#### [EXERCISE BRIEF]
Among the records below, find the line that has "q=white t-shirt"; from there, give the lines again exactly, and stop after the line that has "q=overcast sky".

#### [EXTRACTED MATERIAL]
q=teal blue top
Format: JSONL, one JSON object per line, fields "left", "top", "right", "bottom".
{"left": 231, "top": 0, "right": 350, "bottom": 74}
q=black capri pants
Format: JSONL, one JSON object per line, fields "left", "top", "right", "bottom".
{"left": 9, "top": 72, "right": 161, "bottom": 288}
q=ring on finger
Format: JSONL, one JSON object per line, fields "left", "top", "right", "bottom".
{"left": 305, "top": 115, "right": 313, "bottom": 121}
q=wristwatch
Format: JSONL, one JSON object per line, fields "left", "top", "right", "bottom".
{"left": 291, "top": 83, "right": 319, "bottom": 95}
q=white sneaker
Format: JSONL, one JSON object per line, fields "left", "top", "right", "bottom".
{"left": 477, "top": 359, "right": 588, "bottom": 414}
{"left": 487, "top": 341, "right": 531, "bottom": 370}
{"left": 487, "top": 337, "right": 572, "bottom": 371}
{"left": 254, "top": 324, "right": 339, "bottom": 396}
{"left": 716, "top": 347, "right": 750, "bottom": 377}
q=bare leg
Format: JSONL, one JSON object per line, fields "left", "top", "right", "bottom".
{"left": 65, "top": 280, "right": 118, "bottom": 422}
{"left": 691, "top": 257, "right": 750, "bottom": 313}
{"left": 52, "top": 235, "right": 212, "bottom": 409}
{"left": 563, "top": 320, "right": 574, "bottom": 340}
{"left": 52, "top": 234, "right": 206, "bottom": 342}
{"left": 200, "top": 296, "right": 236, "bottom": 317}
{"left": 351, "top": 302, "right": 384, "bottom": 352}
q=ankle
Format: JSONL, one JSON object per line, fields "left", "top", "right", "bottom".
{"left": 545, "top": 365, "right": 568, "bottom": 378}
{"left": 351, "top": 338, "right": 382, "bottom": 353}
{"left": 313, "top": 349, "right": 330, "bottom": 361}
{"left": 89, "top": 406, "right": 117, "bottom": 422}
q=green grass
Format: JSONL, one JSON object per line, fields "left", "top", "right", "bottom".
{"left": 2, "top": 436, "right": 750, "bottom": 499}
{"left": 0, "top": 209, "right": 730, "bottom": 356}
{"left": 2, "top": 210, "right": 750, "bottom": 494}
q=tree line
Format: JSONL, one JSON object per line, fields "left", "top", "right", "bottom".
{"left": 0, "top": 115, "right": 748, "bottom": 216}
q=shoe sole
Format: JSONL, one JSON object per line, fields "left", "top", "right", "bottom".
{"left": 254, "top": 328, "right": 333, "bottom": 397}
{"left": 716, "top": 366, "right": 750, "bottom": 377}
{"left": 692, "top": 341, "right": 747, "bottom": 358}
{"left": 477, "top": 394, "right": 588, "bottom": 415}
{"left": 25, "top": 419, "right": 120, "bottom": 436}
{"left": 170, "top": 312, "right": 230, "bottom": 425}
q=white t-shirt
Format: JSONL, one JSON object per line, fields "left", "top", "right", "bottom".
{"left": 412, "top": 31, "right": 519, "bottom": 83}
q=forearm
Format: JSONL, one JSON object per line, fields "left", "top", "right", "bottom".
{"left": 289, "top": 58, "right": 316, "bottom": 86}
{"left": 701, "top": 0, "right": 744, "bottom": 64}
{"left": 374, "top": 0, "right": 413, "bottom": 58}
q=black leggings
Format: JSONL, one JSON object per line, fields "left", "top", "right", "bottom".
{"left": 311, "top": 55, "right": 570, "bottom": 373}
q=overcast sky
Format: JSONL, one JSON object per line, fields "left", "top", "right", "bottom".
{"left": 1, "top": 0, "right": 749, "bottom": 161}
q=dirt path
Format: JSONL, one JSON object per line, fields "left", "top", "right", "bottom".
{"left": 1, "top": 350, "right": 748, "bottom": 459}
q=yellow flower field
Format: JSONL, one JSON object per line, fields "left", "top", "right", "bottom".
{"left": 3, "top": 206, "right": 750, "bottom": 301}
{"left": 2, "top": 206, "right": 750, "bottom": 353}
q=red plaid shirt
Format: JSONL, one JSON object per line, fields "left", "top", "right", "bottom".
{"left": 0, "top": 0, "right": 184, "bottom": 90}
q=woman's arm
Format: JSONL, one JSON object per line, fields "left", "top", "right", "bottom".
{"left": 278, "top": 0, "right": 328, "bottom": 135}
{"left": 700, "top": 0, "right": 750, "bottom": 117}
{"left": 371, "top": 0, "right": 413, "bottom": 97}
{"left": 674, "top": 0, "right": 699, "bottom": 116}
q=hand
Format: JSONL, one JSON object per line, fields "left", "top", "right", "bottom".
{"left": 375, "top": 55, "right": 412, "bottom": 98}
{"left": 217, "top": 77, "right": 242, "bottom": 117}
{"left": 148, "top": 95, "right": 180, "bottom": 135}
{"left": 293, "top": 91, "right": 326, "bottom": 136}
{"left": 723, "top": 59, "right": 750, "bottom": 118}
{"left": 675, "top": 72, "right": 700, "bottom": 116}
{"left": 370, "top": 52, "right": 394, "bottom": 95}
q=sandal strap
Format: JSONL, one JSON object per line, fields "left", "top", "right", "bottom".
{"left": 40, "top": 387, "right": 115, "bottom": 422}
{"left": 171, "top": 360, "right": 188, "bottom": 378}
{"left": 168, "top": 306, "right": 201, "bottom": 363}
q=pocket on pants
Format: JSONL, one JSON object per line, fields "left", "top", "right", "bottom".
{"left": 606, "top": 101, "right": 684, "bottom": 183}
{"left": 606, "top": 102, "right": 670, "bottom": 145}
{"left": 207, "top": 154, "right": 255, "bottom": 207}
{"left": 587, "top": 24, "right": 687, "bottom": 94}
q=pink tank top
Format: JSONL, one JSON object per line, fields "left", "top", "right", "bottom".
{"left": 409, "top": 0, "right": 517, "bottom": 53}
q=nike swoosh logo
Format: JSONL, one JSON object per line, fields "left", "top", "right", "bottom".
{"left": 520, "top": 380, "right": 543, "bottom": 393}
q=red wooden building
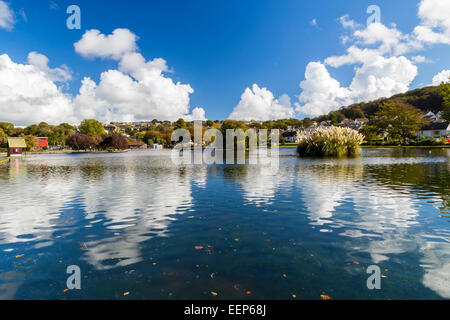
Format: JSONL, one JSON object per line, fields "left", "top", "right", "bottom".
{"left": 34, "top": 137, "right": 49, "bottom": 151}
{"left": 7, "top": 138, "right": 27, "bottom": 156}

#### [ANSWER BELOW]
q=white t-shirt
Format: JSONL, one JSON object per line, fields "left", "top", "right", "bottom".
{"left": 412, "top": 31, "right": 519, "bottom": 83}
q=forearm
Format: JSONL, one JSON object per line, fields "left", "top", "right", "bottom".
{"left": 289, "top": 58, "right": 316, "bottom": 86}
{"left": 701, "top": 0, "right": 744, "bottom": 64}
{"left": 374, "top": 0, "right": 413, "bottom": 58}
q=black leggings
Format: JSONL, one JSON object per line, fields "left", "top", "right", "bottom".
{"left": 311, "top": 55, "right": 570, "bottom": 373}
q=overcast sky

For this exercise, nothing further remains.